Required task: Images are not part of the copy; write out the rest of the data exactly as given.

Stored data:
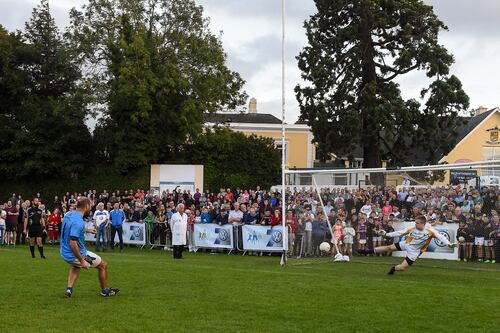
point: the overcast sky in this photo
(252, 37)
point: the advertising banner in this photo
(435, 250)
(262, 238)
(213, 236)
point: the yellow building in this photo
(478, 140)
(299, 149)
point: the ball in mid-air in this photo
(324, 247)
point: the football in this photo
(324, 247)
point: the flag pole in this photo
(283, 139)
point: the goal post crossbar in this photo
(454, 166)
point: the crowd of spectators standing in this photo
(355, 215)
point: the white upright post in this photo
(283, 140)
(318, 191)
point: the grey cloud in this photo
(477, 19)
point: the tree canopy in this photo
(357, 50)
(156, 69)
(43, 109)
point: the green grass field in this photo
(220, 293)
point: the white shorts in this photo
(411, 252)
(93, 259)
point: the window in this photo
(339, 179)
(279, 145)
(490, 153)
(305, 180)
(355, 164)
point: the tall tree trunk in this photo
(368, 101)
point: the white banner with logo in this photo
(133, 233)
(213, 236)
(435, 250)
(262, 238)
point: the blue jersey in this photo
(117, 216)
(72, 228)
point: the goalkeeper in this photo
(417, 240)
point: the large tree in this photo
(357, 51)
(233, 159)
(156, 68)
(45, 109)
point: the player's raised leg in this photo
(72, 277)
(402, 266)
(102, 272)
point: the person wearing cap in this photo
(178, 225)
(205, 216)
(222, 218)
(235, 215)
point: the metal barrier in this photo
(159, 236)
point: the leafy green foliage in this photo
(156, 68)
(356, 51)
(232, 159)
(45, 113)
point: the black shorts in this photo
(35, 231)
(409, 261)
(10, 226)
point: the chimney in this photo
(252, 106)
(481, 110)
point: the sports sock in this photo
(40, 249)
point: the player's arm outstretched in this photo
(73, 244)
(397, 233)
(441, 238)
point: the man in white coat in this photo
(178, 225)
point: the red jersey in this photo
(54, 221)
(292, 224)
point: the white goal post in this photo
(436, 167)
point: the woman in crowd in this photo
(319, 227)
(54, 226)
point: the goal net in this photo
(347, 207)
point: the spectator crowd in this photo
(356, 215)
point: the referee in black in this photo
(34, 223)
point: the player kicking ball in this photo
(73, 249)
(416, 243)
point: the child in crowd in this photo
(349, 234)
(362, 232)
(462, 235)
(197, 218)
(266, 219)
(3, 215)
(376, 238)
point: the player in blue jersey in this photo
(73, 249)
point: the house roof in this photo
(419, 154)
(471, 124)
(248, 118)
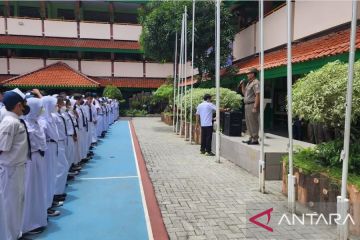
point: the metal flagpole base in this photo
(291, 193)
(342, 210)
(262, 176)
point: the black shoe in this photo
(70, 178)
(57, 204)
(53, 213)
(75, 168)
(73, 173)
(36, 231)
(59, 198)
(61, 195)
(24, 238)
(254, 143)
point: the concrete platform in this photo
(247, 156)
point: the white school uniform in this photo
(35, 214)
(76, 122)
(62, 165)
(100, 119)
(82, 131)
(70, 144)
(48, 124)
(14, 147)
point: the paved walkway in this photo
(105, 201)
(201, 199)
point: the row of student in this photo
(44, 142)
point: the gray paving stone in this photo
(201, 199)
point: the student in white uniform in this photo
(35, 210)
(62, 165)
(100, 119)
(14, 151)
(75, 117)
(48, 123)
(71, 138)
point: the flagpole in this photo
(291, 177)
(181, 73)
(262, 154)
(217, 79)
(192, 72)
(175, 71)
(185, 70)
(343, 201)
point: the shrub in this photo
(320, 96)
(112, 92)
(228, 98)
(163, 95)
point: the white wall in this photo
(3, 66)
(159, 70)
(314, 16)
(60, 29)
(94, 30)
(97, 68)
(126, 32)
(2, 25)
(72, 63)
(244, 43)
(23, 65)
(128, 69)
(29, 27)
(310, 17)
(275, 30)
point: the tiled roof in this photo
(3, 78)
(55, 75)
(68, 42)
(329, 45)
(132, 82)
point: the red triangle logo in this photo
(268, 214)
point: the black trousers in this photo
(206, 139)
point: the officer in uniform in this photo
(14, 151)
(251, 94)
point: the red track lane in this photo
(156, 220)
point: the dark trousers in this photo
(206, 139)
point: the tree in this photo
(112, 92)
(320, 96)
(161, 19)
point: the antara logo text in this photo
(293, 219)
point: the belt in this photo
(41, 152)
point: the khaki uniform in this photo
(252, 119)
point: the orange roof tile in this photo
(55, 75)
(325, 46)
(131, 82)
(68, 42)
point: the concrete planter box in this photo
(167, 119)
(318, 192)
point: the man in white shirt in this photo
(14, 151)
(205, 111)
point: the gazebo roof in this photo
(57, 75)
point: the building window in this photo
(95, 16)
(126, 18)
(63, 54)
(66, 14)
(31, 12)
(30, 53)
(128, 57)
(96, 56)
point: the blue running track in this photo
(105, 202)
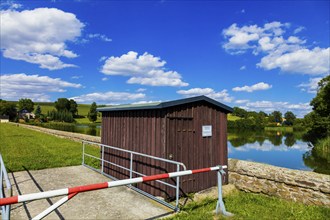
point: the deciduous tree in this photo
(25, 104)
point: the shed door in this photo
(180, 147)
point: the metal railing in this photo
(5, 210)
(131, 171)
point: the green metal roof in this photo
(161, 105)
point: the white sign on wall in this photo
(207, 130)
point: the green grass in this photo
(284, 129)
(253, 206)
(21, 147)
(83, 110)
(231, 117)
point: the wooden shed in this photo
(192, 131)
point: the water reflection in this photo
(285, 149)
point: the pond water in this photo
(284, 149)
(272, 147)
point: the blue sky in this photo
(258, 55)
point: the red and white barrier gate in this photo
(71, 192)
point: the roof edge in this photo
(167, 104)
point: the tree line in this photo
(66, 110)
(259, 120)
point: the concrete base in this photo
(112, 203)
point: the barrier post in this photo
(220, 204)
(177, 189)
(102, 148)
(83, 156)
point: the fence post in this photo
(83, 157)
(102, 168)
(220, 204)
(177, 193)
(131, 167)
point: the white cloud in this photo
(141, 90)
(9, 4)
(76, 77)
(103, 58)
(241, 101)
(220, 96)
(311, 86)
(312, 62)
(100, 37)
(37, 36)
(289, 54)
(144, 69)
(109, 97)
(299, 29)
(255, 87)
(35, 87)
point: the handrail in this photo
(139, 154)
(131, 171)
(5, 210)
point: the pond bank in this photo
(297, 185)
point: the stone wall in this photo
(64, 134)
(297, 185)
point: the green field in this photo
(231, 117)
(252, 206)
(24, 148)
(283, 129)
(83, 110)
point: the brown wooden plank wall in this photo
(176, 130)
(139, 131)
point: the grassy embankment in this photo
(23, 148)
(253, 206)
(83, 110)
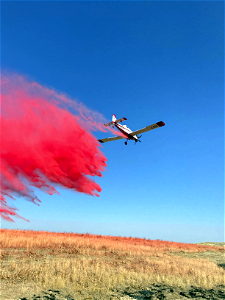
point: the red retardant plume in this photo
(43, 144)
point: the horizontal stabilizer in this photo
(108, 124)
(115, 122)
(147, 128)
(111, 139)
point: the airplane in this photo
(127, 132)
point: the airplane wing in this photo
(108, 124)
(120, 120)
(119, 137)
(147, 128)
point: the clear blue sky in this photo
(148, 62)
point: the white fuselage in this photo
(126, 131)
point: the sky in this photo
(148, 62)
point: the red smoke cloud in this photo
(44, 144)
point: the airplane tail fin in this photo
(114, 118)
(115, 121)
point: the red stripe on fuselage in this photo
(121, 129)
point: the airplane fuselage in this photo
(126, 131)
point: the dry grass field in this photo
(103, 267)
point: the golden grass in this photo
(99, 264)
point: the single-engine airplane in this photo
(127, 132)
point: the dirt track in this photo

Answer:
point: the overcast sky in this photo
(252, 37)
point: the advertising banner in this photo
(435, 250)
(262, 238)
(213, 236)
point: the yellow building in this photo
(478, 140)
(299, 149)
point: the ball in mid-air in this photo
(324, 247)
point: the football in this photo
(324, 247)
point: the flag pole in this photo
(283, 139)
point: the goal post crossbar in this photo
(454, 166)
point: the crowd of spectators standing in this photo
(355, 215)
point: the white upright post in this photo
(283, 140)
(318, 191)
point: the grey cloud in this photo
(477, 19)
point: the tree canopy in this photo
(357, 50)
(156, 69)
(43, 109)
point: the green grass field in this photo
(220, 293)
point: the white shorts in this photo
(411, 252)
(93, 259)
point: the window in this photo
(339, 179)
(279, 145)
(490, 153)
(305, 180)
(355, 164)
point: the tall tree trunk in this photo
(368, 101)
point: the white banner with logo in this photo
(133, 233)
(213, 236)
(435, 250)
(262, 238)
point: the blue jersey in this photo
(117, 216)
(72, 228)
point: the goalkeeper in this photo
(417, 240)
point: the large tree in this photo
(357, 51)
(233, 159)
(156, 68)
(45, 109)
point: the player's raised leg in this photo
(72, 277)
(402, 266)
(102, 272)
point: the person wearing cap in this photo
(178, 225)
(205, 216)
(222, 218)
(235, 215)
point: the metal barrier in this photo
(159, 236)
point: the leafy green foliage in this photo
(156, 68)
(356, 51)
(232, 159)
(45, 113)
point: the black shorts in this photo
(35, 231)
(409, 261)
(10, 226)
point: the chimney in this photo
(252, 106)
(481, 110)
point: the sports sock in this photo
(40, 249)
point: the player's arm outstretched in this photo
(73, 244)
(397, 233)
(441, 238)
point: the man in white coat in this photo
(178, 225)
point: the red jersey in this photo
(54, 221)
(292, 224)
point: the white goal post in this photo
(436, 167)
point: the woman in crowd in this photo
(319, 227)
(54, 226)
point: the goal net in this photo
(347, 207)
point: the spectator crowd in this photo
(356, 215)
point: the referee in black in this photo
(34, 223)
point: the player kicking ball in this photo
(73, 249)
(416, 243)
point: the child in crowd in this photo
(349, 234)
(362, 232)
(462, 235)
(197, 218)
(266, 219)
(3, 215)
(376, 238)
point: the player in blue jersey in this photo
(73, 249)
point: the house roof in this photo
(419, 154)
(471, 124)
(248, 118)
point: the metal flagpole base in this photo
(291, 193)
(342, 210)
(262, 176)
point: the black shoe in this photo
(70, 178)
(57, 204)
(53, 213)
(75, 168)
(73, 173)
(36, 231)
(59, 198)
(61, 195)
(24, 238)
(254, 143)
point: the concrete platform in this photo
(247, 156)
point: the white school uniform in this photo
(35, 214)
(76, 122)
(62, 165)
(100, 119)
(82, 131)
(70, 144)
(48, 124)
(14, 147)
point: the paved walkway in this photo
(105, 201)
(201, 199)
point: the row of student in this photo
(44, 142)
point: the gray paving stone in this photo
(201, 199)
point: the student in white uniform in this photo
(35, 210)
(62, 165)
(100, 119)
(14, 151)
(75, 117)
(48, 123)
(71, 138)
point: the flagpole in this photo
(291, 177)
(181, 73)
(262, 154)
(217, 79)
(192, 72)
(175, 71)
(185, 70)
(343, 201)
point: the shrub in this photo
(320, 96)
(112, 92)
(228, 98)
(163, 95)
point: the white wall in this photo
(3, 66)
(159, 70)
(314, 16)
(60, 29)
(94, 30)
(97, 68)
(126, 32)
(2, 25)
(72, 63)
(244, 43)
(23, 65)
(128, 69)
(29, 27)
(310, 17)
(275, 30)
point: the tiled roof in this photo
(3, 78)
(55, 75)
(68, 42)
(329, 45)
(132, 82)
point: the red triangle logo in this photo
(268, 214)
point: the black trousers in this photo
(206, 139)
point: the officer in uniform in this photo
(14, 151)
(251, 94)
point: the red track lane in this photo
(156, 220)
point: the dark trousers in this photo
(206, 139)
point: the tree in this photo
(112, 92)
(320, 96)
(161, 19)
point: the antara logo text in this photo
(293, 219)
point: the belt in this photo
(41, 152)
point: the khaki uniform in this photo
(252, 119)
point: the orange roof tile in this photo
(55, 75)
(325, 46)
(131, 82)
(68, 42)
point: the concrete planter box in this photo
(167, 119)
(318, 192)
point: the man in white shirt in this photo
(14, 151)
(205, 111)
point: the gazebo roof in this photo
(57, 75)
point: the building window in this photo
(95, 16)
(126, 18)
(63, 54)
(66, 14)
(31, 12)
(30, 53)
(128, 57)
(96, 56)
point: the blue running track in this photo
(105, 202)
point: the deciduous tree in this photo
(25, 104)
point: the shed door in this photo
(180, 147)
point: the metal railing in this photo
(5, 210)
(131, 171)
point: the green metal roof in this photo
(161, 105)
point: the white sign on wall in this photo
(207, 130)
point: the green grass in this photo
(284, 129)
(253, 206)
(21, 147)
(83, 110)
(231, 117)
point: the wooden shed in this photo
(192, 131)
point: the water reflection in this photo
(285, 149)
point: the pond water in this photo
(284, 149)
(272, 147)
point: the blue sky in this photo
(258, 55)
point: the red and white barrier gate in this photo
(71, 192)
point: the roof edge in this photo
(167, 104)
point: the tree line in this photo
(66, 110)
(259, 120)
point: the concrete base in this photo
(112, 203)
point: the barrier post in this photo
(220, 204)
(177, 189)
(102, 148)
(83, 156)
point: the fence post in this photo
(83, 157)
(102, 168)
(220, 204)
(177, 193)
(131, 167)
point: the white cloud in this photo
(141, 90)
(9, 4)
(76, 77)
(103, 58)
(241, 101)
(220, 96)
(311, 86)
(312, 62)
(100, 37)
(37, 36)
(289, 54)
(144, 69)
(109, 97)
(299, 29)
(255, 87)
(35, 87)
point: the handrail in this photo
(139, 154)
(131, 171)
(5, 210)
point: the pond bank in this photo
(297, 185)
point: the stone wall in this photo
(64, 134)
(297, 185)
point: the green field in this photo
(231, 117)
(252, 206)
(24, 148)
(283, 129)
(83, 110)
point: the brown wooden plank wall in this photo
(176, 130)
(139, 131)
point: the grassy embankment in this photo
(23, 148)
(253, 206)
(83, 110)
point: the red retardant plume in this photo
(43, 144)
point: the horizontal stabilizer in this photo
(108, 124)
(115, 122)
(147, 128)
(111, 139)
point: the airplane in this photo
(127, 132)
point: the airplane wing in this photo
(108, 124)
(120, 120)
(119, 137)
(147, 128)
point: the clear blue sky in this photo
(148, 62)
point: the white fuselage in this photo
(126, 131)
point: the sky in this photo
(148, 62)
point: the red smoke cloud in this photo
(44, 144)
point: the airplane tail fin in this photo
(114, 118)
(115, 121)
point: the red stripe on fuselage in this photo
(121, 129)
point: the airplane fuselage in this photo
(126, 131)
point: the dry grass field in this photo
(103, 267)
point: the golden grass in this photo
(99, 264)
point: the single-engine airplane in this photo
(127, 132)
point: the dirt track in this photo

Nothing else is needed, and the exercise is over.